> What to work on:
Count the lines in the records below that contain the word "shelter". Reply with the number alone.

## Begin Record excerpts

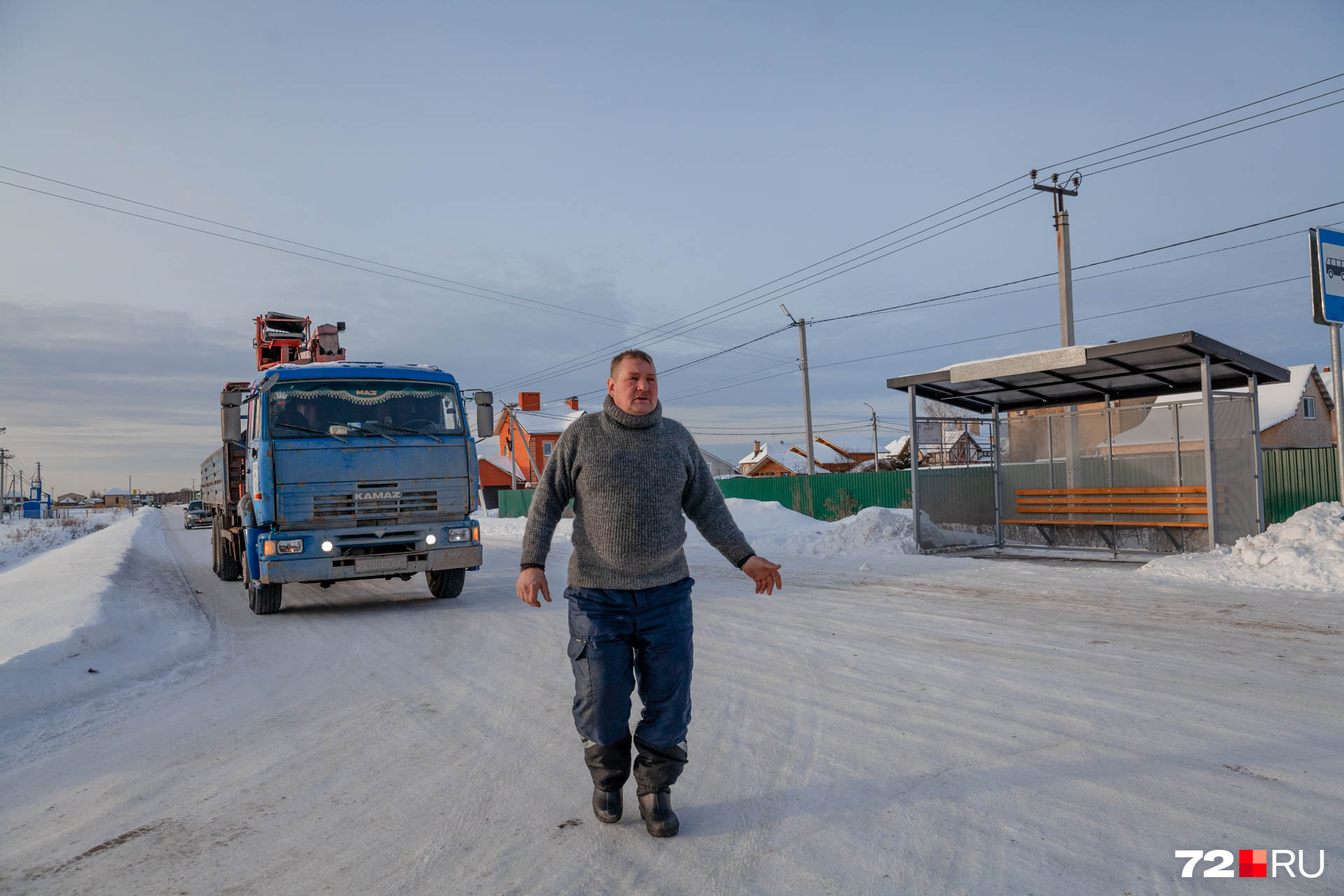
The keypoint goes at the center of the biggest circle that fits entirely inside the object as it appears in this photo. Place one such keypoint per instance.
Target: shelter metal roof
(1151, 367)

## End Record excerpts
## Begin Record excerpts

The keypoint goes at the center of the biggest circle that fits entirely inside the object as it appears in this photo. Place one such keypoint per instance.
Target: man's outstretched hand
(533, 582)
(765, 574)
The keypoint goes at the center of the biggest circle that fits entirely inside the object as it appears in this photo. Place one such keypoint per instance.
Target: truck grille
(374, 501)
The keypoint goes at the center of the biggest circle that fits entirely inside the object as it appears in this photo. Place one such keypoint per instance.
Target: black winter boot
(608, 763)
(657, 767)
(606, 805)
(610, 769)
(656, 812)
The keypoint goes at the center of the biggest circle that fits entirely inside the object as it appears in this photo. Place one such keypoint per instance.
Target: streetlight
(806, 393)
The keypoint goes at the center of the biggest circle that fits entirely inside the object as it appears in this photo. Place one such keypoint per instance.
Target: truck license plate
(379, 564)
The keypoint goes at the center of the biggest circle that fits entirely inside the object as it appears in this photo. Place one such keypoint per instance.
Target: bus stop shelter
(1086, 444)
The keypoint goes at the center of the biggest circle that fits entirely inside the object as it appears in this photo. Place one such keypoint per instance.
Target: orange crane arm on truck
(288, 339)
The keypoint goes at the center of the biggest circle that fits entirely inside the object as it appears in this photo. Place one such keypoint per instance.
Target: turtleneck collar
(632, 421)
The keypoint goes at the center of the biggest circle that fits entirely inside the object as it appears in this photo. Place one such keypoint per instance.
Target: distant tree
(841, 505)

## End Record excerpts

> Exercise answer:
2